File size: 6,076 Bytes

---
language:
- en
- zh
license: mit
library_name: transformers
tags:
- ocr
- quantization
- mbq
- deepseek
- vision-language
- standalone
base_model: deepseek-ai/DeepSeek-OCR
---

# DeepSeek-OCR MBQ Quantized Model (Standalone)

This is a **fully standalone** quantized version of [deepseek-ai/DeepSeek-OCR](https://huggingface.co/deepseek-ai/DeepSeek-OCR) using **MBQ (Mixed-precision post-training quantization)**.

✨ **No need to download the original model** - all architecture files included!

## Model Details

- **Base Model**: deepseek-ai/DeepSeek-OCR
- **Quantization Method**: MBQ (Mixed-precision Quantization)
- **Weight Precision**: 4-bit (mixed with 8-bit for sensitive layers)

**Location identification items:**

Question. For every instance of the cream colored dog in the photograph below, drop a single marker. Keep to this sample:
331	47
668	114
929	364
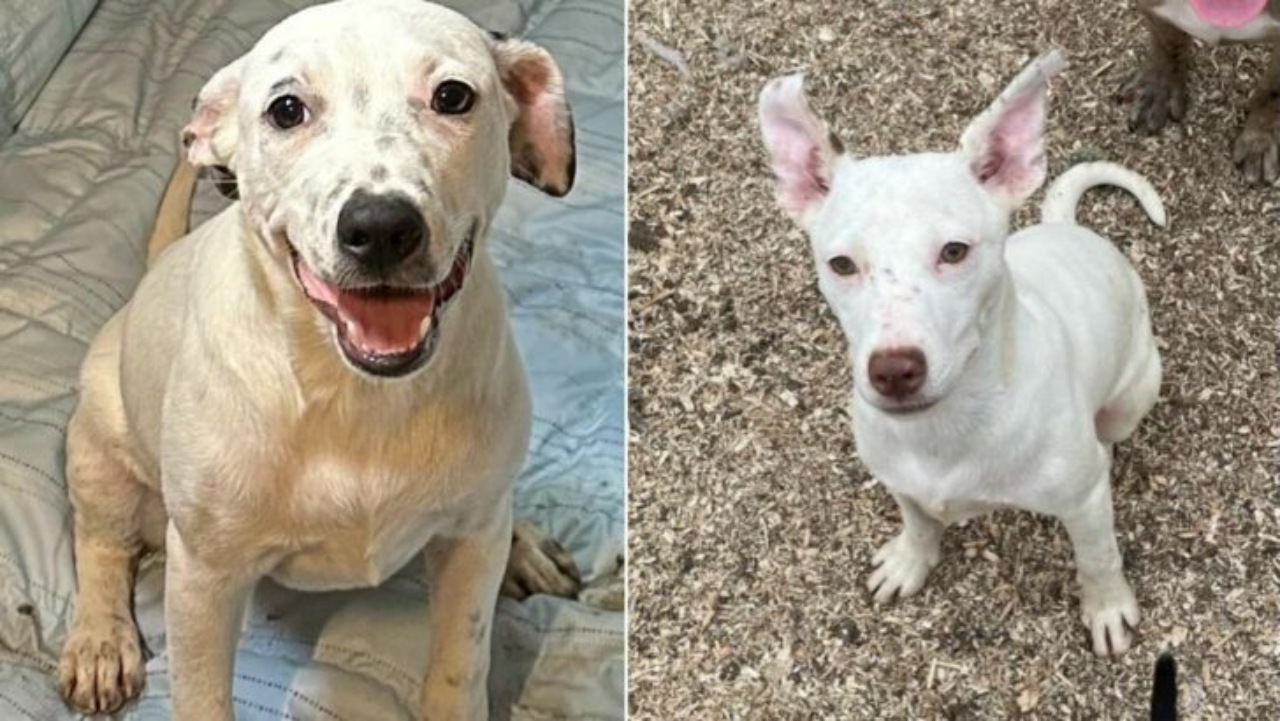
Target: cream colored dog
320	382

**Task requirements:**
Continue the model card for the MBQ-quantized DeepSeek-OCR, starting after its final line on weight precision.

**Response to this exercise:**
- **Activation Precision**: 8-bit
- **Format**: SafeTensors (int8 quantized with scales)
- **Standalone**: All architecture files included ✅

## Quantization Statistics

| Metric | Value |
|--------|-------|
| Original Size | 6,672 MB (6.67 GB) |
| **Quantized Size** | **3,510 MB (3.51 GB)** |
| **Size Reduction** | **3,162 MB (47.4%)** |
| **Compression Ratio** | **1.90x** |

## Quick Start (Standalone - No Original Model Needed!)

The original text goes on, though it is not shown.